### Task to carry out:
In the data below, arrange the lines as a numbered list, from the line containing "If you could indicate the twig" to the line containing "point(119, 575)", both included, omitting any blank lines.

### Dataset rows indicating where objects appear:
+++

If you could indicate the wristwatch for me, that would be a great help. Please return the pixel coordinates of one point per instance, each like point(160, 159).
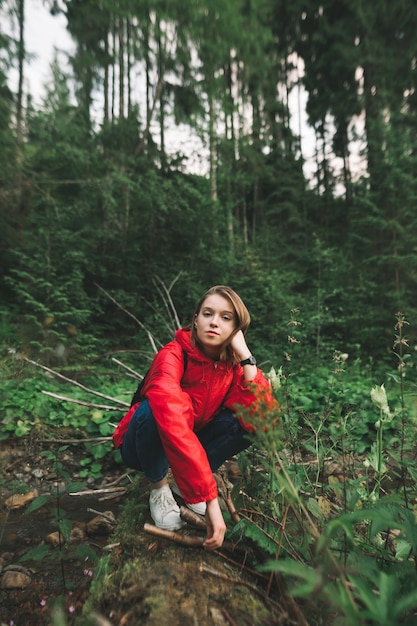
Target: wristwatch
point(249, 361)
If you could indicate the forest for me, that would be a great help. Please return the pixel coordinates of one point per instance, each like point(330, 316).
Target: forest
point(267, 145)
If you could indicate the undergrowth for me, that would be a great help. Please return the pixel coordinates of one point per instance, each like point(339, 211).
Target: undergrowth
point(329, 496)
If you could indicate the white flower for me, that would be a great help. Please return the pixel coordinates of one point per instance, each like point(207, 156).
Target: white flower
point(274, 378)
point(379, 398)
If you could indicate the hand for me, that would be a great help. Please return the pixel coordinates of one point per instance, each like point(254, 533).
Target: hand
point(216, 527)
point(239, 346)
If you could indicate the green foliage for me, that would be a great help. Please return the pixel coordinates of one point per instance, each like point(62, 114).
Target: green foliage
point(336, 513)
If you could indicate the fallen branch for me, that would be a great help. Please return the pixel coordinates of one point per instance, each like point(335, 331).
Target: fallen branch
point(225, 493)
point(109, 518)
point(186, 540)
point(129, 369)
point(90, 405)
point(88, 440)
point(95, 492)
point(141, 324)
point(236, 581)
point(75, 382)
point(192, 518)
point(172, 535)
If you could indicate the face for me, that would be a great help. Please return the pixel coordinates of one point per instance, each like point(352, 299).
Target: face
point(215, 323)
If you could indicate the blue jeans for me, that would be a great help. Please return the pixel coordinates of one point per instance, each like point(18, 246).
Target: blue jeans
point(142, 449)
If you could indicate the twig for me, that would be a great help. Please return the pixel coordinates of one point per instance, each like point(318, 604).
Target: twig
point(186, 540)
point(89, 404)
point(94, 492)
point(167, 298)
point(141, 324)
point(109, 518)
point(237, 581)
point(129, 369)
point(227, 498)
point(229, 617)
point(88, 440)
point(192, 518)
point(172, 535)
point(74, 382)
point(291, 605)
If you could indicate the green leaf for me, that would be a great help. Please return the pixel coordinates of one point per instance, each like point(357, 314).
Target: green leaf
point(37, 554)
point(36, 504)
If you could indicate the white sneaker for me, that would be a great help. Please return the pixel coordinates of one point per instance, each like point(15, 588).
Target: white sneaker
point(199, 507)
point(165, 511)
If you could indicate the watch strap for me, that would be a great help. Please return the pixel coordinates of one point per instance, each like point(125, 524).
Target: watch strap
point(249, 361)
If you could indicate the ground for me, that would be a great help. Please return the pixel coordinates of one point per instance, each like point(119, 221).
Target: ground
point(117, 575)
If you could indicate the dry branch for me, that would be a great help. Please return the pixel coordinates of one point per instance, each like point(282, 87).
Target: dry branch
point(192, 518)
point(141, 324)
point(185, 540)
point(109, 518)
point(75, 382)
point(129, 369)
point(90, 405)
point(172, 535)
point(95, 492)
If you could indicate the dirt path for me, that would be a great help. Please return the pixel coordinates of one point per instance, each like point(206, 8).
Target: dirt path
point(119, 575)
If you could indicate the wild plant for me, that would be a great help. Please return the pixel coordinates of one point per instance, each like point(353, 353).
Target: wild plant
point(324, 511)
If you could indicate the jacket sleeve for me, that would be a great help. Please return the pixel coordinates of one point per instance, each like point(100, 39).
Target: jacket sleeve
point(173, 412)
point(255, 395)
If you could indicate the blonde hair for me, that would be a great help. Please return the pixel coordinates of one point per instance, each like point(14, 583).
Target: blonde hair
point(242, 317)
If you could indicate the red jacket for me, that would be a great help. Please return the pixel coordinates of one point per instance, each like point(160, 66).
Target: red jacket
point(183, 402)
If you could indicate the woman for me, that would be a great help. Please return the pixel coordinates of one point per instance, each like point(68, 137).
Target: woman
point(186, 419)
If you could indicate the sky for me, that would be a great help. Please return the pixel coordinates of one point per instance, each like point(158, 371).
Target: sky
point(44, 33)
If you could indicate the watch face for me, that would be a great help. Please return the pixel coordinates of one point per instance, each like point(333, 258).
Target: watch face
point(249, 361)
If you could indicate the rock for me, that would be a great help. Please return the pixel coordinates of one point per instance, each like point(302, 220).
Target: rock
point(101, 525)
point(19, 500)
point(77, 534)
point(55, 539)
point(15, 580)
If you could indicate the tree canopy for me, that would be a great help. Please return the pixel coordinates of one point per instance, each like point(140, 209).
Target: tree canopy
point(92, 191)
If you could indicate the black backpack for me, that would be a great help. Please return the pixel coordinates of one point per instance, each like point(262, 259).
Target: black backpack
point(137, 396)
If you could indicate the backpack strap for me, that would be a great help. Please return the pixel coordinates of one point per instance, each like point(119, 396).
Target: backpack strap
point(137, 396)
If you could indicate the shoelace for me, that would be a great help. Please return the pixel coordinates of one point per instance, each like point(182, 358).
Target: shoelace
point(164, 501)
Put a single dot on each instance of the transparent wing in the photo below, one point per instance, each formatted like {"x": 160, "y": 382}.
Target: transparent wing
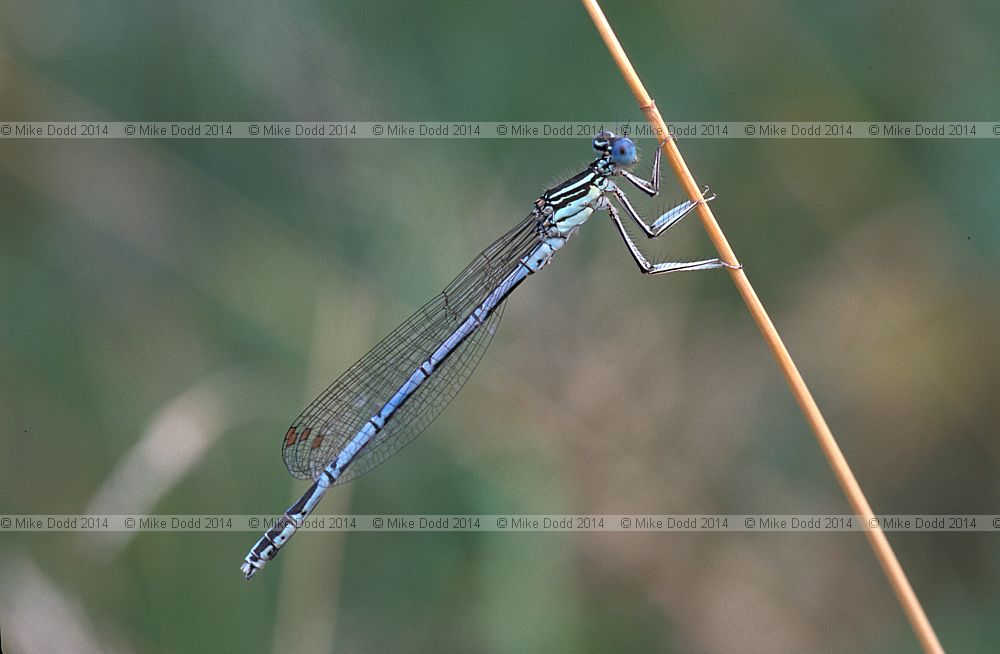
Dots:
{"x": 332, "y": 419}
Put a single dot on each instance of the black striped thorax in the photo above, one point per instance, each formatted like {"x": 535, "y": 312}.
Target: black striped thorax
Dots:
{"x": 576, "y": 193}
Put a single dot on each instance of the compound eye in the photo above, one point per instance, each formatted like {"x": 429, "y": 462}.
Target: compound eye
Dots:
{"x": 623, "y": 151}
{"x": 602, "y": 141}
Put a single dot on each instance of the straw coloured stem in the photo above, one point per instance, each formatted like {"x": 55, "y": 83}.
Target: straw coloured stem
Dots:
{"x": 873, "y": 530}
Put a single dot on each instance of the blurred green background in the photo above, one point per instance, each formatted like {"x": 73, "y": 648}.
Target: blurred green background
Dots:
{"x": 167, "y": 306}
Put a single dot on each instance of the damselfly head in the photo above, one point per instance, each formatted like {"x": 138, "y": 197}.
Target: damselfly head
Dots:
{"x": 620, "y": 148}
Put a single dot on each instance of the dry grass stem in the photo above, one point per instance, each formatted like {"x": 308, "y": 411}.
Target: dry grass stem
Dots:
{"x": 880, "y": 544}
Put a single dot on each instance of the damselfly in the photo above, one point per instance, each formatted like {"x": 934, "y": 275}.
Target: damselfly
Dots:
{"x": 388, "y": 397}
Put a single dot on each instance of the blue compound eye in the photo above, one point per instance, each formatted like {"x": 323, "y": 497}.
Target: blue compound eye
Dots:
{"x": 623, "y": 151}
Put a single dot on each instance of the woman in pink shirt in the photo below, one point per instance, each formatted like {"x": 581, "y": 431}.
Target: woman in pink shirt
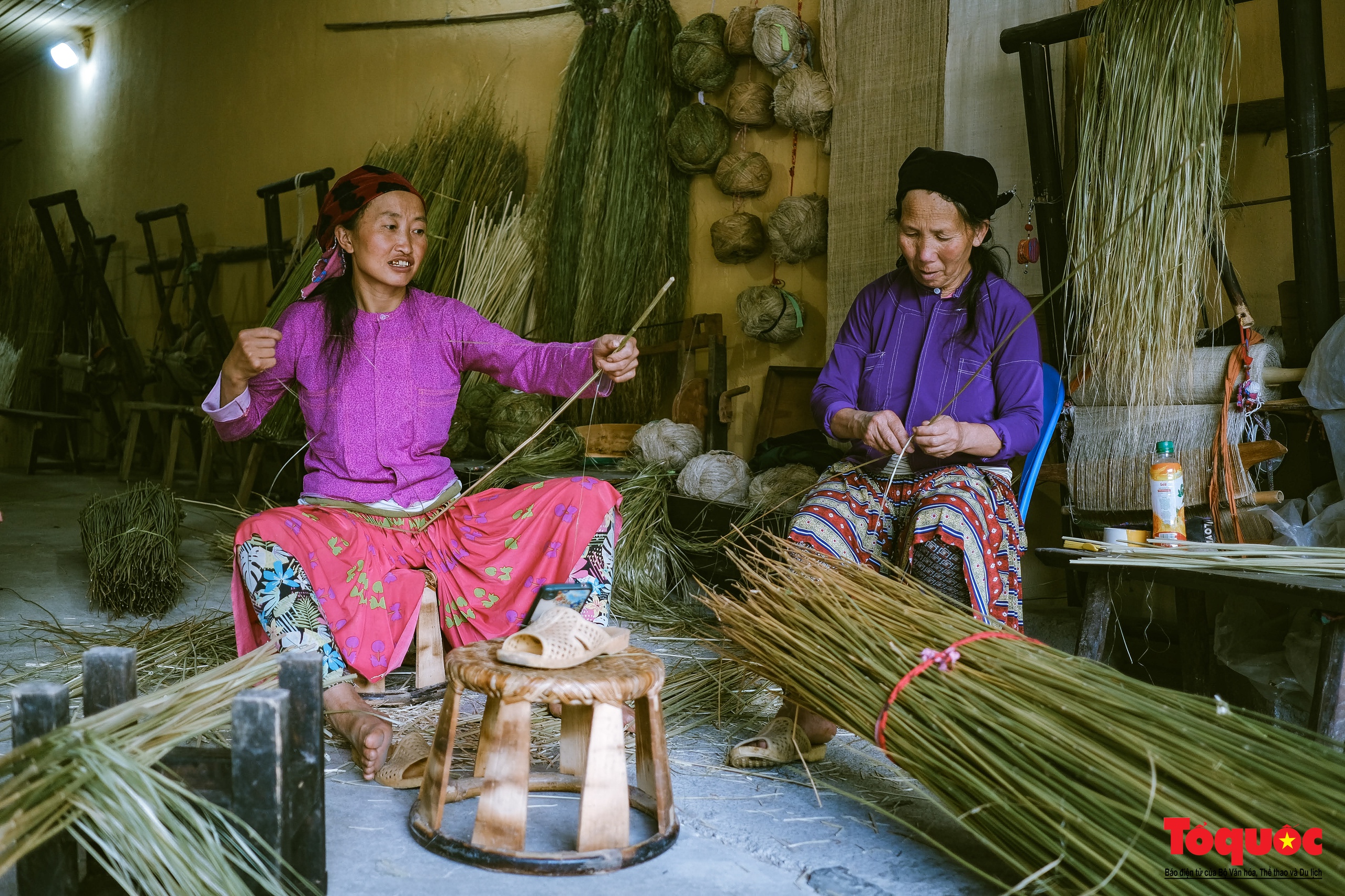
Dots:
{"x": 377, "y": 367}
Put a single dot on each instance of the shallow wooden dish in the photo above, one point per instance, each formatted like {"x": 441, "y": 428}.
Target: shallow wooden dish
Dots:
{"x": 607, "y": 440}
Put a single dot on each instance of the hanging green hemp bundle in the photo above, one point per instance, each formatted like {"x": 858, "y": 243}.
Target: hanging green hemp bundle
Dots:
{"x": 1152, "y": 106}
{"x": 1063, "y": 767}
{"x": 131, "y": 541}
{"x": 466, "y": 163}
{"x": 635, "y": 236}
{"x": 30, "y": 305}
{"x": 557, "y": 210}
{"x": 700, "y": 61}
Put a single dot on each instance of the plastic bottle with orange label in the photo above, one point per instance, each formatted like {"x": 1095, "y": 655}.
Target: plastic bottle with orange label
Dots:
{"x": 1166, "y": 494}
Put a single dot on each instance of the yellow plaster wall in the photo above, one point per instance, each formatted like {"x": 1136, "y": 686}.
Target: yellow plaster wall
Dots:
{"x": 198, "y": 102}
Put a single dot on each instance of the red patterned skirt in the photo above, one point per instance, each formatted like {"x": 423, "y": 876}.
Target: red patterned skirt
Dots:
{"x": 967, "y": 507}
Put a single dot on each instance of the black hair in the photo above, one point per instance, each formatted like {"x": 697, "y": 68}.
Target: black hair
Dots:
{"x": 339, "y": 300}
{"x": 985, "y": 262}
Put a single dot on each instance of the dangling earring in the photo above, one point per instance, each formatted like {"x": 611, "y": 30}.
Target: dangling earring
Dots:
{"x": 1028, "y": 249}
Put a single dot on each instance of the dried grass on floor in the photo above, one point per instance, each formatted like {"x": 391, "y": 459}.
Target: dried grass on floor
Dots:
{"x": 96, "y": 779}
{"x": 164, "y": 654}
{"x": 131, "y": 540}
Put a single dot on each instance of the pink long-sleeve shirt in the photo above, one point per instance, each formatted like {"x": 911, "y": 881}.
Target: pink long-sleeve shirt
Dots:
{"x": 378, "y": 420}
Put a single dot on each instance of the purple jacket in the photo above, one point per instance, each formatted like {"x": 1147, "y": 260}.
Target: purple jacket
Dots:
{"x": 899, "y": 350}
{"x": 380, "y": 419}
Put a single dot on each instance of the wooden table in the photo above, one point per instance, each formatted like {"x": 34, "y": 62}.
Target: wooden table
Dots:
{"x": 1196, "y": 638}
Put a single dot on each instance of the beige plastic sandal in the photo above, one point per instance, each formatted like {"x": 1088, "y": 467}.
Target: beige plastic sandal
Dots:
{"x": 563, "y": 640}
{"x": 781, "y": 747}
{"x": 405, "y": 765}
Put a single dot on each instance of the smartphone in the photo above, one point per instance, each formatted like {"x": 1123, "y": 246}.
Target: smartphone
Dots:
{"x": 563, "y": 595}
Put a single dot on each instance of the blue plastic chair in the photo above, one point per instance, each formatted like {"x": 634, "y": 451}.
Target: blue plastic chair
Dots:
{"x": 1052, "y": 403}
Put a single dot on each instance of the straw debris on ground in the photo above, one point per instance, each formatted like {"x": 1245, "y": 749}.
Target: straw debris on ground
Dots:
{"x": 96, "y": 779}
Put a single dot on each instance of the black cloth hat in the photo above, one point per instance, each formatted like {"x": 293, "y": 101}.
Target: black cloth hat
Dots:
{"x": 967, "y": 179}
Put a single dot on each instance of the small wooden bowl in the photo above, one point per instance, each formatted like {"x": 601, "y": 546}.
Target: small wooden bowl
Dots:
{"x": 607, "y": 440}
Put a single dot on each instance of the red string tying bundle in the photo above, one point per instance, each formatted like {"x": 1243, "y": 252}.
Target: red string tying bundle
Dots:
{"x": 945, "y": 660}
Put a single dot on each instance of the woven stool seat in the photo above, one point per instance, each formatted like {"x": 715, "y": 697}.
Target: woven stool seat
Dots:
{"x": 592, "y": 762}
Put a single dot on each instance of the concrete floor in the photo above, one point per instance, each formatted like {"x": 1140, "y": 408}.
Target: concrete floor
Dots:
{"x": 764, "y": 833}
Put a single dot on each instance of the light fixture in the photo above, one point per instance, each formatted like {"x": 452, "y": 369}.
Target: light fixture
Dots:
{"x": 65, "y": 56}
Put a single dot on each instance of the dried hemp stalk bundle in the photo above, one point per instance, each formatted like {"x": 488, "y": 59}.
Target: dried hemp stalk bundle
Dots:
{"x": 131, "y": 540}
{"x": 1063, "y": 767}
{"x": 96, "y": 779}
{"x": 1153, "y": 102}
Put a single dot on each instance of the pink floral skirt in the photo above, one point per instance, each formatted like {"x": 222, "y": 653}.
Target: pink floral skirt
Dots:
{"x": 488, "y": 557}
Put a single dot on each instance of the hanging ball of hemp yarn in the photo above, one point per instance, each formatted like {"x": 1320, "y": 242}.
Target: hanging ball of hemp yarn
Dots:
{"x": 803, "y": 101}
{"x": 798, "y": 228}
{"x": 743, "y": 174}
{"x": 779, "y": 39}
{"x": 719, "y": 475}
{"x": 700, "y": 61}
{"x": 782, "y": 489}
{"x": 698, "y": 138}
{"x": 770, "y": 314}
{"x": 750, "y": 106}
{"x": 666, "y": 443}
{"x": 515, "y": 416}
{"x": 738, "y": 32}
{"x": 738, "y": 238}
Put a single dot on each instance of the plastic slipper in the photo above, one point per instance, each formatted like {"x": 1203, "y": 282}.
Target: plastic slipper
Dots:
{"x": 781, "y": 747}
{"x": 405, "y": 765}
{"x": 563, "y": 640}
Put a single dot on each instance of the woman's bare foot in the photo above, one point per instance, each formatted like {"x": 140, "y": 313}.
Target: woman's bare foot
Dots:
{"x": 369, "y": 734}
{"x": 627, "y": 716}
{"x": 818, "y": 730}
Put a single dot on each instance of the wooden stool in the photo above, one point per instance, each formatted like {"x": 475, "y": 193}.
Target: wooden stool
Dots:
{"x": 592, "y": 762}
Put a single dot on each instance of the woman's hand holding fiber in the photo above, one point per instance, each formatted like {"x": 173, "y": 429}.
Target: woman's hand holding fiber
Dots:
{"x": 253, "y": 351}
{"x": 618, "y": 363}
{"x": 880, "y": 430}
{"x": 945, "y": 436}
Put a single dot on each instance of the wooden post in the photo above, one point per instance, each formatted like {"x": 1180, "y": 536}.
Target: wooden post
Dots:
{"x": 502, "y": 810}
{"x": 306, "y": 822}
{"x": 604, "y": 799}
{"x": 1195, "y": 642}
{"x": 128, "y": 454}
{"x": 576, "y": 723}
{"x": 1328, "y": 710}
{"x": 651, "y": 758}
{"x": 53, "y": 870}
{"x": 209, "y": 439}
{"x": 261, "y": 727}
{"x": 435, "y": 785}
{"x": 109, "y": 676}
{"x": 1096, "y": 619}
{"x": 429, "y": 642}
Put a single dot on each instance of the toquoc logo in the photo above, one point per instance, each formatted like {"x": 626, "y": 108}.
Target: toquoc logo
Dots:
{"x": 1236, "y": 841}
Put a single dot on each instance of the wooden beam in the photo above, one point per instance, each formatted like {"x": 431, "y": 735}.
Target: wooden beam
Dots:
{"x": 450, "y": 19}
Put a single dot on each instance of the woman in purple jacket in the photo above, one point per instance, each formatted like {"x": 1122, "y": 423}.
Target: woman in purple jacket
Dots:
{"x": 938, "y": 360}
{"x": 382, "y": 524}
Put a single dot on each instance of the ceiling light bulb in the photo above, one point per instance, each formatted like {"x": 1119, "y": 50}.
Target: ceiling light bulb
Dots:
{"x": 64, "y": 56}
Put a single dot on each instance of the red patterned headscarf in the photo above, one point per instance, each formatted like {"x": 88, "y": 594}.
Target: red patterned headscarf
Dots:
{"x": 344, "y": 202}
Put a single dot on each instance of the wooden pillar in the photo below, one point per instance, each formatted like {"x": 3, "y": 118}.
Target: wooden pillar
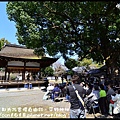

+++

### Final result:
1. If you could indicate the twig for me, that would be a great help. Please return the pixel coordinates of one point per instance, each like point(318, 604).
2. Target: twig
3. point(186, 540)
4. point(89, 404)
5. point(94, 492)
6. point(167, 298)
7. point(141, 324)
8. point(109, 518)
9. point(237, 581)
10. point(129, 369)
11. point(227, 498)
12. point(229, 617)
13. point(88, 440)
14. point(192, 518)
15. point(172, 535)
16. point(74, 382)
17. point(291, 605)
18. If you could indicate the green leaf for me, that would be a great help. Please return the pixel coordinates of one point per instance, each like point(357, 314).
19. Target: green leaf
20. point(37, 554)
21. point(36, 504)
22. If you could indicate the white sneaker for me, that would be a great help. Please return the pixel coordinates of one point per instance, each like point(15, 588).
23. Target: white sneaker
24. point(199, 507)
25. point(165, 511)
26. If you could indicate the watch strap for me, that would be a great help. Please return the pixel coordinates of one point per instance, each like point(125, 524).
27. Target: watch strap
28. point(249, 361)
29. If you could indicate the ground for me, that would be a great help. Please return the pixel coordinates of one point per instance, each like point(119, 221).
30. Target: ground
31. point(117, 575)
32. If you could indicate the dry branch for me, that would be a great help. Please return the pixel coordinates of one point per instance, each like point(282, 87).
33. Target: dry branch
34. point(192, 518)
35. point(141, 324)
36. point(185, 540)
37. point(109, 518)
38. point(75, 382)
39. point(129, 369)
40. point(90, 405)
41. point(172, 535)
42. point(95, 492)
43. If you could indicate the dirt path for me, that would be a great help. Please return the pixel coordinates of one point per instance, each like point(206, 8).
44. Target: dirt path
45. point(119, 575)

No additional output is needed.